## YOUR TASK
Reproduce the records precisely. Omit every picture.

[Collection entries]

--- START ---

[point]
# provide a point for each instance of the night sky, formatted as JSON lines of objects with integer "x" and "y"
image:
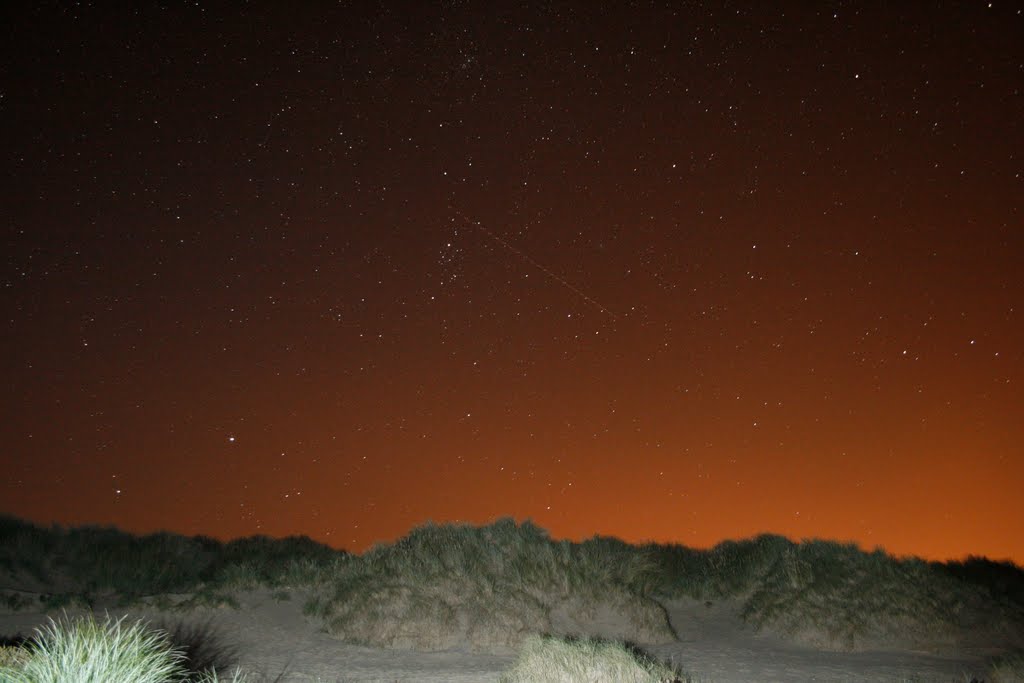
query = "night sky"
{"x": 678, "y": 271}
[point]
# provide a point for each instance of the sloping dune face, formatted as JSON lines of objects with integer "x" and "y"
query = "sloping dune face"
{"x": 487, "y": 588}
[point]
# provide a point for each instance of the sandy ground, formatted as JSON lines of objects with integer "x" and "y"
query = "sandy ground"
{"x": 274, "y": 638}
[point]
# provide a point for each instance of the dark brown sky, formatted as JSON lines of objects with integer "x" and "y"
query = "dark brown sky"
{"x": 679, "y": 271}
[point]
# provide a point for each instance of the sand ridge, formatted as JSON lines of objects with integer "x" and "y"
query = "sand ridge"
{"x": 273, "y": 637}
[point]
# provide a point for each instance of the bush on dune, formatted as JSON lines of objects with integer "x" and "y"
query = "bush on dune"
{"x": 487, "y": 587}
{"x": 84, "y": 650}
{"x": 568, "y": 660}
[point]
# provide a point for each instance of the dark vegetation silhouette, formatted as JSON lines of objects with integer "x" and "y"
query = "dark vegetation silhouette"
{"x": 491, "y": 586}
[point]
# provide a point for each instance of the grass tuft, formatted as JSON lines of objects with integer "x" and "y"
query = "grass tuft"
{"x": 573, "y": 659}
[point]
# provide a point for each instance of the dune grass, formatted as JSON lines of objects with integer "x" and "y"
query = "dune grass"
{"x": 85, "y": 650}
{"x": 489, "y": 587}
{"x": 486, "y": 587}
{"x": 576, "y": 659}
{"x": 79, "y": 564}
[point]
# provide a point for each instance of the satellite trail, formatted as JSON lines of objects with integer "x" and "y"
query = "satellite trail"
{"x": 526, "y": 257}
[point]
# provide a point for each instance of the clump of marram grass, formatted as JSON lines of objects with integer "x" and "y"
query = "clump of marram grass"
{"x": 87, "y": 561}
{"x": 837, "y": 596}
{"x": 84, "y": 650}
{"x": 12, "y": 657}
{"x": 486, "y": 588}
{"x": 574, "y": 659}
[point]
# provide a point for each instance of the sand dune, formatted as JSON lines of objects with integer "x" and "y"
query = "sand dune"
{"x": 274, "y": 638}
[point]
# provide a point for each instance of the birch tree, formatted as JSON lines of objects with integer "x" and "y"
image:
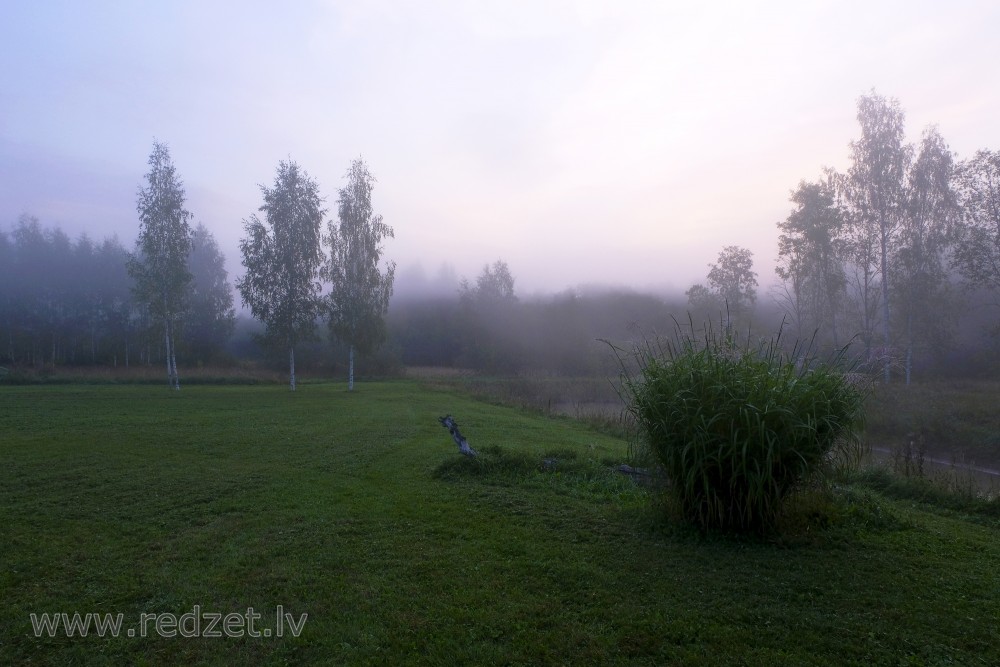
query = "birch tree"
{"x": 159, "y": 265}
{"x": 360, "y": 292}
{"x": 282, "y": 255}
{"x": 809, "y": 259}
{"x": 734, "y": 279}
{"x": 925, "y": 233}
{"x": 211, "y": 317}
{"x": 977, "y": 254}
{"x": 876, "y": 192}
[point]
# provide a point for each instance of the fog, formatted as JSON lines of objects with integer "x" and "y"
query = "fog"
{"x": 584, "y": 143}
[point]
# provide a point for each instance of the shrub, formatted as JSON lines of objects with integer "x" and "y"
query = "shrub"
{"x": 738, "y": 427}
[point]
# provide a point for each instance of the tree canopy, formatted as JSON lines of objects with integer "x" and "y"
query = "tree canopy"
{"x": 282, "y": 255}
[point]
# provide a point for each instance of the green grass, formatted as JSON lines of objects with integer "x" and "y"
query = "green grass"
{"x": 358, "y": 510}
{"x": 957, "y": 419}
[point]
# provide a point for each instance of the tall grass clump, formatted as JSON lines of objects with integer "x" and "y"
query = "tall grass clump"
{"x": 738, "y": 427}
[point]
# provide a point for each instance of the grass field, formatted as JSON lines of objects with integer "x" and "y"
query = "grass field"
{"x": 357, "y": 510}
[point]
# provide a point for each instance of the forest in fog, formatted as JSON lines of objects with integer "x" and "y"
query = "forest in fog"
{"x": 898, "y": 256}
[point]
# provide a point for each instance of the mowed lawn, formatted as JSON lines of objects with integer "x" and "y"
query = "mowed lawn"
{"x": 356, "y": 509}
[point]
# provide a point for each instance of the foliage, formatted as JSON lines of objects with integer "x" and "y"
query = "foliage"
{"x": 494, "y": 286}
{"x": 282, "y": 255}
{"x": 159, "y": 267}
{"x": 211, "y": 318}
{"x": 63, "y": 302}
{"x": 977, "y": 254}
{"x": 876, "y": 194}
{"x": 359, "y": 292}
{"x": 810, "y": 259}
{"x": 732, "y": 282}
{"x": 921, "y": 285}
{"x": 736, "y": 428}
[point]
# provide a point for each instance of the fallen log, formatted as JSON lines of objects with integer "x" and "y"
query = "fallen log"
{"x": 463, "y": 445}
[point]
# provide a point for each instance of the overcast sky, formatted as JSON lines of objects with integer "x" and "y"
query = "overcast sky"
{"x": 617, "y": 142}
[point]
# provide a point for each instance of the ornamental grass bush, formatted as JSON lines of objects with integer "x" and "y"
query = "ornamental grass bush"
{"x": 738, "y": 427}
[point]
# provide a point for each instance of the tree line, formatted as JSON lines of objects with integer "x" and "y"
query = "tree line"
{"x": 886, "y": 252}
{"x": 888, "y": 255}
{"x": 65, "y": 302}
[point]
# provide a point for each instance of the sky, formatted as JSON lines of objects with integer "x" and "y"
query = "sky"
{"x": 585, "y": 143}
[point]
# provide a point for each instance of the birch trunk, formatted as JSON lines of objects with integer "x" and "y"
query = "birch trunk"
{"x": 350, "y": 371}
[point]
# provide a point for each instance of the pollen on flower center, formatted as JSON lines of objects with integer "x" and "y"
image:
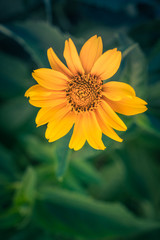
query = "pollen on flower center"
{"x": 84, "y": 92}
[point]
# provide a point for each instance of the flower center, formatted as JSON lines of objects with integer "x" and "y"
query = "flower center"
{"x": 84, "y": 92}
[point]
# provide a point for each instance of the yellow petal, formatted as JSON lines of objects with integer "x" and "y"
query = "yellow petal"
{"x": 107, "y": 64}
{"x": 111, "y": 117}
{"x": 60, "y": 127}
{"x": 56, "y": 63}
{"x": 128, "y": 106}
{"x": 47, "y": 114}
{"x": 106, "y": 129}
{"x": 48, "y": 102}
{"x": 78, "y": 138}
{"x": 55, "y": 118}
{"x": 50, "y": 79}
{"x": 72, "y": 58}
{"x": 92, "y": 131}
{"x": 90, "y": 52}
{"x": 37, "y": 90}
{"x": 117, "y": 90}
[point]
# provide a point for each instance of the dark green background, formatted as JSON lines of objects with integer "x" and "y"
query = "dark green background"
{"x": 48, "y": 192}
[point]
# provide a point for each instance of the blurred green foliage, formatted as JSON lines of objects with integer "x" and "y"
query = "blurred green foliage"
{"x": 46, "y": 190}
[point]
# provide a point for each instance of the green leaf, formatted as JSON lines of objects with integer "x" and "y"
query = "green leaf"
{"x": 36, "y": 38}
{"x": 15, "y": 113}
{"x": 75, "y": 215}
{"x": 10, "y": 218}
{"x": 85, "y": 171}
{"x": 135, "y": 66}
{"x": 14, "y": 80}
{"x": 63, "y": 154}
{"x": 38, "y": 150}
{"x": 25, "y": 194}
{"x": 146, "y": 122}
{"x": 7, "y": 164}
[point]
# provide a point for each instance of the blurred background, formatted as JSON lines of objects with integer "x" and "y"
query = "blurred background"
{"x": 48, "y": 192}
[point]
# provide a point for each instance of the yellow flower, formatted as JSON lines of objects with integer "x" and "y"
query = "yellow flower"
{"x": 77, "y": 96}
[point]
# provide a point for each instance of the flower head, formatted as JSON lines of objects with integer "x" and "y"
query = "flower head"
{"x": 77, "y": 95}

--- END ---

## ANSWER BOX
[point]
# provide a point for each instance of the night sky, formatted as JSON lines of objects with integer "x" and "y"
image:
query = "night sky"
{"x": 678, "y": 271}
[point]
# provide a point for each instance of the sloping dune face, formatted as JSON lines of objects with integer "x" and "y"
query = "sloping dune face"
{"x": 487, "y": 588}
[point]
# provide a point for each instance of the sandy ground, formatted as JSON lines of objects with integer "x" and "y"
query = "sandy ground"
{"x": 274, "y": 638}
[point]
# provide a point for each instance of the dark brown sky, formatted as JSON lines of objects with integer "x" and "y"
query = "dark brown sky"
{"x": 679, "y": 271}
[point]
# provide a point for each instance of the sand ridge, formatted as JSON lines of objects with integer "x" and "y"
query = "sand ridge"
{"x": 273, "y": 637}
[point]
# provide a point for each instance of the bush on dune, formatted as JSON lines of objects with integer "x" and "y"
query = "bush on dune"
{"x": 487, "y": 587}
{"x": 84, "y": 650}
{"x": 568, "y": 660}
[point]
# provide a point for each instance of the dark vegetation silhouette, formatted as JSON lines of objects with integer "x" and "y"
query = "dark vegetation silhouette"
{"x": 491, "y": 586}
[point]
# provide a point for each instance of the grass tuft, formatted as JSON lines of objects with integer "x" and "y"
query = "grass tuft"
{"x": 573, "y": 659}
[point]
# provide a point for each instance of the dune grass, formatted as JSON lines of objects with integer "x" and "y"
query = "dune grass"
{"x": 85, "y": 650}
{"x": 489, "y": 587}
{"x": 486, "y": 587}
{"x": 576, "y": 659}
{"x": 79, "y": 564}
[point]
# provide a point for each instance of the satellite trail, formatted as JSON lines of objects with integer "x" and "y"
query = "satellite trail"
{"x": 526, "y": 257}
[point]
# provide a point for each instance of the clump of marram grass, formatted as JSON lines of objects with integer "x" and "y"
query = "clump of marram grass"
{"x": 87, "y": 561}
{"x": 837, "y": 596}
{"x": 84, "y": 650}
{"x": 12, "y": 657}
{"x": 486, "y": 588}
{"x": 574, "y": 659}
[point]
# provide a point for each instance of the sand dune, formatted as JSON lines of objects with integer "x" and "y"
query = "sand dune"
{"x": 274, "y": 638}
[point]
# provide a point for each instance of the birch tree, formatted as JSON lines of objects with integer "x" and "y"
image:
query = "birch tree"
{"x": 159, "y": 265}
{"x": 360, "y": 292}
{"x": 282, "y": 255}
{"x": 809, "y": 259}
{"x": 734, "y": 279}
{"x": 925, "y": 233}
{"x": 211, "y": 317}
{"x": 977, "y": 254}
{"x": 876, "y": 192}
[point]
# provide a point for each instance of the fog, formatted as JSON lines of objects with integer "x" and "y"
query = "fog"
{"x": 584, "y": 143}
[point]
# provide a point for each instance of the shrub, formatted as JSON lines of objects with integer "x" and "y"
query = "shrub"
{"x": 738, "y": 427}
[point]
# provide a point for each instance of the tree canopy, formatted as JSON lines of objects with integer "x" and "y"
query = "tree canopy"
{"x": 282, "y": 255}
[point]
# provide a point for each instance of the green grass, formatted as JSON lines of objects with integer "x" and "y"
query = "green grass"
{"x": 358, "y": 510}
{"x": 957, "y": 419}
[point]
# provide a point for each instance of the tall grass clump, formatted as JSON lines of objects with integer "x" and "y"
query = "tall grass clump"
{"x": 738, "y": 427}
[point]
# provide a point for each instance of the grass field, formatted as JSON lines of objects with integer "x" and "y"
query = "grass field"
{"x": 357, "y": 510}
[point]
# provide a point for each instance of the forest in fog, formatted as JSON lines of objects with integer "x" and "y"
query = "forest in fog"
{"x": 898, "y": 256}
[point]
# provide a point for each instance of the mowed lawn, formatted as JSON lines of objects with integer "x" and "y"
query = "mowed lawn"
{"x": 356, "y": 509}
[point]
# provide a point for each instance of the foliage, formatted as JSON lines of objects with integer "x" and "y"
query = "foliage"
{"x": 494, "y": 286}
{"x": 282, "y": 255}
{"x": 159, "y": 267}
{"x": 211, "y": 318}
{"x": 63, "y": 302}
{"x": 977, "y": 254}
{"x": 876, "y": 194}
{"x": 359, "y": 292}
{"x": 810, "y": 259}
{"x": 732, "y": 282}
{"x": 921, "y": 285}
{"x": 736, "y": 428}
[point]
# provide a point for each instance of the fallen log, formatted as JSON lines of objects with integer "x" and "y"
query = "fallen log"
{"x": 463, "y": 445}
[point]
# provide a point for each instance of the overcast sky, formatted as JSON lines of objects with integer "x" and "y"
query = "overcast sky"
{"x": 617, "y": 142}
[point]
# provide a point for each instance of the ornamental grass bush, formatted as JSON lines of objects with integer "x" and "y"
query = "ornamental grass bush"
{"x": 738, "y": 427}
[point]
# provide a point for each instance of the tree line, formatted as JSON lines of objects with integer "x" and "y"
query = "tree line"
{"x": 886, "y": 252}
{"x": 888, "y": 255}
{"x": 65, "y": 302}
[point]
# provide a point for each instance of the sky, formatted as JSON lines of objects with integer "x" and "y"
query = "sky"
{"x": 585, "y": 143}
[point]
# provide a point for each instance of the birch trunk, formatted as JSON lines of objects with integer "x" and "y"
query = "birch trunk"
{"x": 350, "y": 371}
[point]
# provide a point for each instance of the pollen on flower center, formatted as JSON lines of objects with integer "x" and "y"
image:
query = "pollen on flower center"
{"x": 84, "y": 92}
[point]
# provide a point for each instance of the flower center, formatted as JSON lines of objects with integer "x" and "y"
query = "flower center"
{"x": 84, "y": 92}
[point]
# provide a point for each instance of the yellow petal, formatted as JSON lines of objects with integer "x" and "y"
query = "yellow petal"
{"x": 107, "y": 64}
{"x": 111, "y": 117}
{"x": 60, "y": 127}
{"x": 56, "y": 63}
{"x": 128, "y": 106}
{"x": 47, "y": 114}
{"x": 106, "y": 129}
{"x": 48, "y": 102}
{"x": 78, "y": 138}
{"x": 55, "y": 118}
{"x": 50, "y": 79}
{"x": 72, "y": 58}
{"x": 92, "y": 131}
{"x": 90, "y": 52}
{"x": 37, "y": 90}
{"x": 117, "y": 90}
[point]
# provide a point for each instance of the dark green background, formatted as JSON lines of objects with integer "x" and "y"
query = "dark green background"
{"x": 48, "y": 192}
[point]
# provide a point for each instance of the blurred green foliage, formatted as JSON lines of objects with integer "x" and "y"
query = "blurred green foliage"
{"x": 46, "y": 190}
[point]
# provide a point for each instance of the green leaf, formatted as JSON lines of objects with integer "x" and "y"
query = "green leaf"
{"x": 36, "y": 38}
{"x": 15, "y": 113}
{"x": 75, "y": 215}
{"x": 10, "y": 218}
{"x": 85, "y": 171}
{"x": 135, "y": 66}
{"x": 14, "y": 80}
{"x": 63, "y": 154}
{"x": 38, "y": 150}
{"x": 25, "y": 194}
{"x": 146, "y": 122}
{"x": 7, "y": 164}
[point]
# provide a point for each instance of the blurred background, formatted as JSON lines of objects with integer "x" and "y"
query = "blurred background"
{"x": 48, "y": 192}
[point]
# provide a point for each instance of the yellow flower, formatted as JSON lines of objects with integer "x" and "y"
query = "yellow flower"
{"x": 77, "y": 96}
[point]
# provide a point for each instance of the flower head, formatted as JSON lines of objects with integer "x" and "y"
query = "flower head"
{"x": 77, "y": 95}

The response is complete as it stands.